» Exercise description: Render each line of the items below as a JSON array of strings, one string per line, and leave out any blank lines.

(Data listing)
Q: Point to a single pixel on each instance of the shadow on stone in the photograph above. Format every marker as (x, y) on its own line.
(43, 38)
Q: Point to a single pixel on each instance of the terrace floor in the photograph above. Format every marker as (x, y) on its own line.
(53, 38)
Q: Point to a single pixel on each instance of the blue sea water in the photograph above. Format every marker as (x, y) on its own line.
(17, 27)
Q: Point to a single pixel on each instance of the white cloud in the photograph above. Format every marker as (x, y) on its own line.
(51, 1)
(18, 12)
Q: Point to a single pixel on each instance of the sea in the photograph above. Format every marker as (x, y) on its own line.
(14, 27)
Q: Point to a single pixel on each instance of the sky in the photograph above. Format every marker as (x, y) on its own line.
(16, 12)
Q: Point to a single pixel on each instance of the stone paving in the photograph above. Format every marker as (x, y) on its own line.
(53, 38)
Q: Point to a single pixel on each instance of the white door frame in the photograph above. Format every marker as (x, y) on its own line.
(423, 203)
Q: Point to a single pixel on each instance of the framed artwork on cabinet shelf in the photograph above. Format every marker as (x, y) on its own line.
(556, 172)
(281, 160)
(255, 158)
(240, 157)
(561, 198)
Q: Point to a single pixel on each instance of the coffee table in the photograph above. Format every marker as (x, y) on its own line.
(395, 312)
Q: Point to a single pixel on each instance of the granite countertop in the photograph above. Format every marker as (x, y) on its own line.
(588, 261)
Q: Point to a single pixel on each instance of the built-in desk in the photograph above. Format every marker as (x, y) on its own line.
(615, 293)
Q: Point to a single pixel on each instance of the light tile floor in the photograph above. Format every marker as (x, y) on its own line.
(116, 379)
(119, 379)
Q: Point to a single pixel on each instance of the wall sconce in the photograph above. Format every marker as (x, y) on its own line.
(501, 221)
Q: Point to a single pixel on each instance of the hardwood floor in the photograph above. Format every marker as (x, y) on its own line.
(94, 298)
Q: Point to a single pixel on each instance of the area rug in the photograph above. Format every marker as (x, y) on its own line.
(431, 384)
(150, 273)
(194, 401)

» Exercise solution:
[
  "Q: Point to a single pixel on each instance of the shadow on stone in the photograph above. Format every marker as (x, y) on its own line.",
  "(43, 38)",
  "Q: Point to a single pixel on each instance of the terrace floor in the photograph above. Format every marker as (x, y) on its own line.",
  "(53, 38)",
  "Q: Point to a single pixel on each instance of the blue sea water in the photograph above. Format every marker as (x, y) on its own line.",
  "(17, 27)",
  "Q: Point to a single pixel on each instance of the white cloud in the photograph above. Format every marker as (x, y) on its own line.",
  "(51, 1)",
  "(18, 12)",
  "Q: Point to a single pixel on each instance of the sea in the photograph above. Format every marker as (x, y) on its own line.",
  "(14, 27)",
  "Q: Point to a single pixel on each instance of the sky in the photograph above. Format every marker as (x, y) on its own line.",
  "(16, 12)",
  "Q: Point to a single pixel on each instance of the stone paving in the photograph above. Format every marker as (x, y) on its own line.",
  "(53, 38)",
  "Q: Point to a single pixel on each instance of the white door frame in the photograph above. Format every marker as (x, y) on its own line.",
  "(423, 203)",
  "Q: Point to a single pixel on each instance of the framed artwork on cabinet shelf in the photograph above. Format every marker as (x, y) on its own line.",
  "(556, 172)",
  "(281, 160)",
  "(255, 158)",
  "(240, 157)",
  "(561, 198)",
  "Q: Point to a single pixel on each instance of the coffee table in the photograph above. Format every marker as (x, y) on its own line.",
  "(395, 312)",
  "Q: Point to a single pixel on each instance of the granite countertop in the photograph above. Format every marker as (x, y) on its own line.",
  "(588, 261)",
  "Q: Point to a single pixel on each instance of the built-in desk in the photograph above. Format every marker as (x, y) on its own line.",
  "(615, 293)",
  "Q: Point to a single pixel on each instance of the light tile floor in the photograph above. Format every marker as (x, y) on its own line.",
  "(116, 379)",
  "(119, 379)",
  "Q: Point to a single pixel on each instance of the wall sconce in the photograph above. Format every marker as (x, y) on its own line.",
  "(501, 221)",
  "Q: Point to a single pixel on each instance of the hardwood floor in the photograph above. Format every marker as (x, y) on its own line.",
  "(94, 298)",
  "Q: Point to a single pixel on each instance of the area rug in the photograph above. Format every marker as (x, y) on its own line.",
  "(431, 384)",
  "(150, 273)",
  "(194, 401)"
]